__EXERCISE REQUIREMENTS__:
Report every line of the listing below that contains the word "rowboat", copying each such line in full.

__EXERCISE DATA__:
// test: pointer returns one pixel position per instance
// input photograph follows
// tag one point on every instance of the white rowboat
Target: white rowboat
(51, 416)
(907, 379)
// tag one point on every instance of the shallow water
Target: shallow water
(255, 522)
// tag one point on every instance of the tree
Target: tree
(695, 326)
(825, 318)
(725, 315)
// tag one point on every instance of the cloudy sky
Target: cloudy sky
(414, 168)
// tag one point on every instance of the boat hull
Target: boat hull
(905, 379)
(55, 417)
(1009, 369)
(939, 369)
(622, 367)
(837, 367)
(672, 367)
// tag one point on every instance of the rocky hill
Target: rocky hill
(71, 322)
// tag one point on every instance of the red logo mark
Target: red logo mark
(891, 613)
...
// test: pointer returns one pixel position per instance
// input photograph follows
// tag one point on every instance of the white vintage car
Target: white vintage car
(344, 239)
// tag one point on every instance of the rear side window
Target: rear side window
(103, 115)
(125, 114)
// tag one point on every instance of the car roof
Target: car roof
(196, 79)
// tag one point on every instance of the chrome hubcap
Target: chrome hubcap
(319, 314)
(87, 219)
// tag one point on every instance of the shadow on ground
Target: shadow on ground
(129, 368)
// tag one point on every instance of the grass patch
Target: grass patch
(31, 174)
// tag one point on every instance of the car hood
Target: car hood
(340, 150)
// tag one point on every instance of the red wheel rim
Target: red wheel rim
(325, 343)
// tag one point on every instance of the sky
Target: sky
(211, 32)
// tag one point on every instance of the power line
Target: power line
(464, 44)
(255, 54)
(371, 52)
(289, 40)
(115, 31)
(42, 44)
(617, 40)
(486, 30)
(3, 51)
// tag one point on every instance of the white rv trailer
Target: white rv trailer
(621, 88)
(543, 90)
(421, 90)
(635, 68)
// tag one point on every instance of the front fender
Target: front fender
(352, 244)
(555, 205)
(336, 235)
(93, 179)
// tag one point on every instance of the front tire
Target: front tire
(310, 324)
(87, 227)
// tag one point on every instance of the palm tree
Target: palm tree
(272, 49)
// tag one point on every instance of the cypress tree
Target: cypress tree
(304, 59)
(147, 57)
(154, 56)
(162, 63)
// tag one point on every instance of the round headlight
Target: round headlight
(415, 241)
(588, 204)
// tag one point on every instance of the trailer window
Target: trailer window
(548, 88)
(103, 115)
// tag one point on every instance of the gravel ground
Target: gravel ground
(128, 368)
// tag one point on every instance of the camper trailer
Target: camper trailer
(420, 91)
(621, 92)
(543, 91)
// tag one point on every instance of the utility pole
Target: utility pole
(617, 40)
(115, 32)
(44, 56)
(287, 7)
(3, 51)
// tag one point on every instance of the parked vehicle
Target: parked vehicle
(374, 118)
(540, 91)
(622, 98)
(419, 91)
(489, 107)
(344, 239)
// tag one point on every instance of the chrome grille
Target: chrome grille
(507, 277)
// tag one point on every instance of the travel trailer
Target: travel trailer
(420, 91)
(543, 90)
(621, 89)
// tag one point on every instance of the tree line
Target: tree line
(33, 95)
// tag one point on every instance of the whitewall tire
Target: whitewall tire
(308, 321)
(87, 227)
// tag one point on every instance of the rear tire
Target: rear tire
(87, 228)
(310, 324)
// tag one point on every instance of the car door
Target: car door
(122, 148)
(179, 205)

__RESULT OF THIS TASK__:
// tag one point on every instance of the white rowboat
Target: white rowboat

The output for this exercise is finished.